3. Upon the authorization by BT Alex. Xxxxx International of the release
of the Firm Shares, the several Underwriters propose to offer the Firm Shares
for sale upon the terms and conditions set forth in the Prospectus and in the
forms of Agreement among Underwriters (International Version) and Selling
Agreements, which have been previously submitted to the Company by you. Each
Underwriter hereby makes to and with the Company the representations and
agreements of such Underwriter as a member of the selling group contained in
Sections 3(d) and 3(e) of the form of Selling Agreements.
4. (a) The Shares to be purchased by each Underwriter hereunder, in
definitive form, and in such authorized denominations and registered in such
names as BT Alex. Xxxxx International may request upon at least forty-eight
hours' prior notice to the Company shall be delivered by or on behalf of the
Company to BT Alex. Xxxxx International, for the account of such Underwriter,
against payment by or on behalf of such Underwriter of the purchase price
therefor by wire transfer of Federal (same-day) funds to the account specified
by the Company to BT Alex. Xxxxx Incorporated at least forty-eight hours in
advance. The Company will cause the certificates representing the Shares to be
made available for checking and packaging at least twenty-four hours prior to
the Time of Delivery (as defined below) with respect thereto at the office of BT
Alex. Xxxxx International, 0 Xxxxx Xxxxxx, Xxxxxxxxx, Xxxxxxxx 00000 (the
"Designated Office"). The time and date of such delivery and payment shall be,
with respect to the Firm Shares, 9:30 a.m., New York City time, on
............., 1999 or such other time and date as BT Alex. Xxxxx International
and the Company may agree upon in writing, and, with respect to the Optional
Shares, 9:30 a.m., New York City time, on the date specified by BT Alex. Xxxxx
International in the written notice given by BT Alex. Xxxxx International of the
Underwriters' election to purchase such Optional Shares, or such other time and
date as BT Alex. Xxxxx International and the Company may agree upon in writing.

Provided data:
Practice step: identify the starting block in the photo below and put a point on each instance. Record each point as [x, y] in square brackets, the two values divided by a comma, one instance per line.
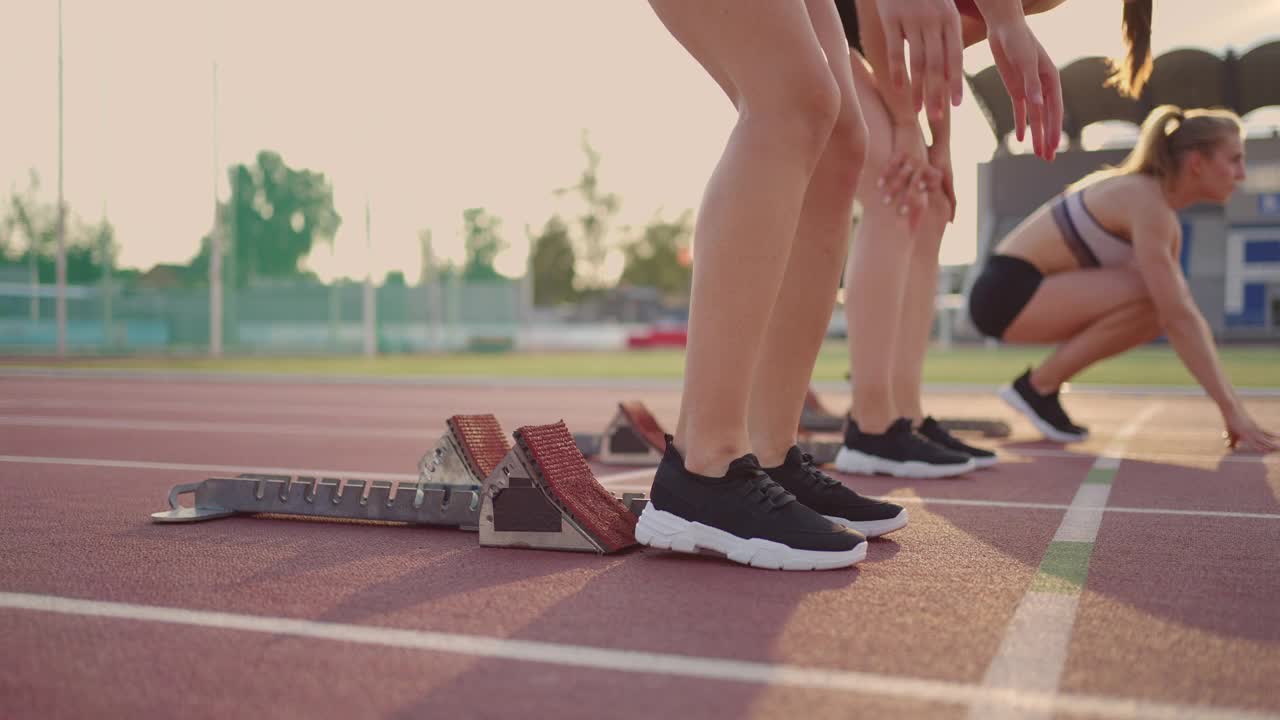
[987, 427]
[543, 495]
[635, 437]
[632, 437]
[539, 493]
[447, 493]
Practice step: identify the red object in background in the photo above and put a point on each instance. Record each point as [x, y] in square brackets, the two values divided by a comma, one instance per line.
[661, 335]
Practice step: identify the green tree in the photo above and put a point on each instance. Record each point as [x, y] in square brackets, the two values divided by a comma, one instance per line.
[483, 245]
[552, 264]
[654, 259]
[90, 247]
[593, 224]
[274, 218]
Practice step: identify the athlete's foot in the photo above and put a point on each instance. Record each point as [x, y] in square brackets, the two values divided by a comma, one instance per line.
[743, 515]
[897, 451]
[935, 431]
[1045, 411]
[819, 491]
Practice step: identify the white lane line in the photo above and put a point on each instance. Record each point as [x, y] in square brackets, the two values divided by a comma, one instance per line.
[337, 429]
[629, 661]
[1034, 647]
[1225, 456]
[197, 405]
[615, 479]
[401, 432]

* * *

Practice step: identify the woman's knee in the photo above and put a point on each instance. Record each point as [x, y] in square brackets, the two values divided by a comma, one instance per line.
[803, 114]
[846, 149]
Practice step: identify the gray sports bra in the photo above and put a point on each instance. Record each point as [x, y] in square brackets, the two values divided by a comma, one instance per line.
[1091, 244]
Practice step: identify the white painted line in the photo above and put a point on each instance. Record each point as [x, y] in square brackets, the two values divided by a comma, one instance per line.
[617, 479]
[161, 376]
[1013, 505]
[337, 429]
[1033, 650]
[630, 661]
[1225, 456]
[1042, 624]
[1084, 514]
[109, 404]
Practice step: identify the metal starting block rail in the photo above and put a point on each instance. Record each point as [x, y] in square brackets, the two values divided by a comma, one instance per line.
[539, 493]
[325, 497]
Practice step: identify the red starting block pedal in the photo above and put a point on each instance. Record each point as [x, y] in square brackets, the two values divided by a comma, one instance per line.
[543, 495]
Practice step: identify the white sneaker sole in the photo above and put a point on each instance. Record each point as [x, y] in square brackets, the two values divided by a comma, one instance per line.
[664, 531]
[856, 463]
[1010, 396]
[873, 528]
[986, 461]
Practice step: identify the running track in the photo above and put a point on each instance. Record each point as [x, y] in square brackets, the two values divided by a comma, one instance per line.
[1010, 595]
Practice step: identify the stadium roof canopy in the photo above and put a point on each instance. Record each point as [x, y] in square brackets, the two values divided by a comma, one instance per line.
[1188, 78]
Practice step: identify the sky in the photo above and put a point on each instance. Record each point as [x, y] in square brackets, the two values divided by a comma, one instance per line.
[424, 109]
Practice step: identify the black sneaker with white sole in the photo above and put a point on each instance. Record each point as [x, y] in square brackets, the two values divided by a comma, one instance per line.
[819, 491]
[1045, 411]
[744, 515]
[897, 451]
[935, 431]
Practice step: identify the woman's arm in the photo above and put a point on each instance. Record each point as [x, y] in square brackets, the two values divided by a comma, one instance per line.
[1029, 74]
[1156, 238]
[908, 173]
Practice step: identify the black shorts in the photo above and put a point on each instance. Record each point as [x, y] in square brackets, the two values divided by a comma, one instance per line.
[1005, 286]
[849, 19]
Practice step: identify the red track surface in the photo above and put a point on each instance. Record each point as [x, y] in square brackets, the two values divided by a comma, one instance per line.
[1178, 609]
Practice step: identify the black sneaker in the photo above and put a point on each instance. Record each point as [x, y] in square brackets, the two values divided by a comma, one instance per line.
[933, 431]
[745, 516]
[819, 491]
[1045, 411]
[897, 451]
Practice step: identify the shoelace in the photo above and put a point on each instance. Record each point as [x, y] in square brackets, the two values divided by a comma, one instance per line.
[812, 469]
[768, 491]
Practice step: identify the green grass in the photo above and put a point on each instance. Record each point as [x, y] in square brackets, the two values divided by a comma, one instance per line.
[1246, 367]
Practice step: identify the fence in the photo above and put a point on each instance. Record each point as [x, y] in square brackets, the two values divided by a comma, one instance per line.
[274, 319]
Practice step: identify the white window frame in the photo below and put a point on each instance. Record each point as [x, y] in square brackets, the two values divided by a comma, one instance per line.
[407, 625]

...

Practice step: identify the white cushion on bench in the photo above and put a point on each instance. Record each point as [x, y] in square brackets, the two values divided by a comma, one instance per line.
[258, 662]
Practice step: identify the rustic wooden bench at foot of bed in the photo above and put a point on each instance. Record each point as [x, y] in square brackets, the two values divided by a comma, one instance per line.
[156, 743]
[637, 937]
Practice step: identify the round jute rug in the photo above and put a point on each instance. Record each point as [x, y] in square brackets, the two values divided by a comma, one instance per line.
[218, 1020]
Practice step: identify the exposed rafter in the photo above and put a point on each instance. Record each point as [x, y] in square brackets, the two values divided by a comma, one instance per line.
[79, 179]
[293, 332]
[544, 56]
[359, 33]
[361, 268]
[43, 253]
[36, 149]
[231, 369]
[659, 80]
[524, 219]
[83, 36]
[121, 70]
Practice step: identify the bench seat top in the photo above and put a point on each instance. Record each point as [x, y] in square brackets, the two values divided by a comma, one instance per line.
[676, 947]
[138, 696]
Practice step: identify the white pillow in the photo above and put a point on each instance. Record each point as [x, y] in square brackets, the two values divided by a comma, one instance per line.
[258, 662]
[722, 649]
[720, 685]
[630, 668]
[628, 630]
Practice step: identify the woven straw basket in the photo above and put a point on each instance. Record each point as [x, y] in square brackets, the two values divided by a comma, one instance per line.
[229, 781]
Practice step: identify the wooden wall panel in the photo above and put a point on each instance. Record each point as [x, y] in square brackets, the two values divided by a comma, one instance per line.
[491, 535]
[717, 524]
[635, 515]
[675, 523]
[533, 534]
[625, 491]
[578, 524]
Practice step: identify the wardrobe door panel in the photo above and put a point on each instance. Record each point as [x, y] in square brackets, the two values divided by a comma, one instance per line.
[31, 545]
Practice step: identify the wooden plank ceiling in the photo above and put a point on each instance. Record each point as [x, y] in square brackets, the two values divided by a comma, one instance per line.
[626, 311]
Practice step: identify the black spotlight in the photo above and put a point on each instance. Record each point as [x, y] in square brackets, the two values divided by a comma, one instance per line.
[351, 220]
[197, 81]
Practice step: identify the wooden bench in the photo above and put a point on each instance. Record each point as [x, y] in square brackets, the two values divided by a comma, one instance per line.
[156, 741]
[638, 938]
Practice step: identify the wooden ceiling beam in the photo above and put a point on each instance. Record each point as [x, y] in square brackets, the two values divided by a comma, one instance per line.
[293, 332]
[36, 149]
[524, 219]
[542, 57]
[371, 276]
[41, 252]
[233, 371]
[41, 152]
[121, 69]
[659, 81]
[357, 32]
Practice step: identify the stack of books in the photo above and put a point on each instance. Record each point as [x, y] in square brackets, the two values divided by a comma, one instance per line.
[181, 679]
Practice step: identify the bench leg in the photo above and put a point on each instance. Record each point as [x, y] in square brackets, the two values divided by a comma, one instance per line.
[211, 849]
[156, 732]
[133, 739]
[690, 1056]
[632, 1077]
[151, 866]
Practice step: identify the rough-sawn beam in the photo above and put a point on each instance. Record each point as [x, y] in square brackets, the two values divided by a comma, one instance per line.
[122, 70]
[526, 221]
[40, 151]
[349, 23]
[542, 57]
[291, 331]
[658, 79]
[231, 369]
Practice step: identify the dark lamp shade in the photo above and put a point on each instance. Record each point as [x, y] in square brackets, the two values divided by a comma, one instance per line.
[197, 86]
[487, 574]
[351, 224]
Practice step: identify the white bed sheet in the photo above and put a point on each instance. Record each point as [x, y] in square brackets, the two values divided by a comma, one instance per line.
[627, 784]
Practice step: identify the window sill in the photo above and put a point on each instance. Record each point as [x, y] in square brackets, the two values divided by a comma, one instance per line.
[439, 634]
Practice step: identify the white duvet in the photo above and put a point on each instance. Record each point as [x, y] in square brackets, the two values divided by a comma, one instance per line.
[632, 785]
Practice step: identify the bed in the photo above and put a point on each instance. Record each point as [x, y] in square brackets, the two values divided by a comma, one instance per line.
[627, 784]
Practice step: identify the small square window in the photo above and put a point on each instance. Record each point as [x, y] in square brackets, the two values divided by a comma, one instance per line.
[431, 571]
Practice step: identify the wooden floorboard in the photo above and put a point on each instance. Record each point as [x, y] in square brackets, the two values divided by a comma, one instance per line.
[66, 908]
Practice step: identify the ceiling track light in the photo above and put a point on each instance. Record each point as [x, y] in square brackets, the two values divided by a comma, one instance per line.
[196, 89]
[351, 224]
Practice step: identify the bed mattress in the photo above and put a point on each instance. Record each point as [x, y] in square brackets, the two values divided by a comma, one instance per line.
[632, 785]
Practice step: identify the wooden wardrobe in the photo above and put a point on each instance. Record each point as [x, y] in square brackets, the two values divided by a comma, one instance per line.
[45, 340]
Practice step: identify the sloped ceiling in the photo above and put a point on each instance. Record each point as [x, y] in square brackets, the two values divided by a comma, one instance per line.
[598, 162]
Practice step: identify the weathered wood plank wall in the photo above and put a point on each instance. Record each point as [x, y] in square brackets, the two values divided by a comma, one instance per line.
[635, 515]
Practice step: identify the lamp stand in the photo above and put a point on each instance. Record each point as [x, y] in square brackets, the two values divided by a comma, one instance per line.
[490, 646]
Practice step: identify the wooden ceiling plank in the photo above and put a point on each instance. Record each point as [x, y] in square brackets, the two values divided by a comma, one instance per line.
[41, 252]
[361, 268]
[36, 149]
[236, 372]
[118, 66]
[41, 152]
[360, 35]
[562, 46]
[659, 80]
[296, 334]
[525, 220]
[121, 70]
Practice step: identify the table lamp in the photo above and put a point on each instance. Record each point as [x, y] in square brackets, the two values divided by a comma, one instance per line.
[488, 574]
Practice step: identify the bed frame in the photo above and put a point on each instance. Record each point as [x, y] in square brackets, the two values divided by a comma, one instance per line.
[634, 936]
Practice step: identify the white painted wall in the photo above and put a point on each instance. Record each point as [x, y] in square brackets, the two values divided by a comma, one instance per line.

Work to be completed:
Duplicate the passage of the underwriting agreement excerpt starting with "3. Upon the" and going on through "of Selling Agreements.".

Written answer:
3. Upon the authorization by BT Alex. Xxxxx International of the release
of the Firm Shares, the several Underwriters propose to offer the Firm Shares
for sale upon the terms and conditions set forth in the Prospectus and in the
forms of Agreement among Underwriters (International Version) and Selling
Agreements, which have been previously submitted to the Company by you. Each
Underwriter hereby makes to and with the Company the representations and
agreements of such Underwriter as a member of the selling group contained in
Sections 3(d) and 3(e) of the form of Selling Agreements.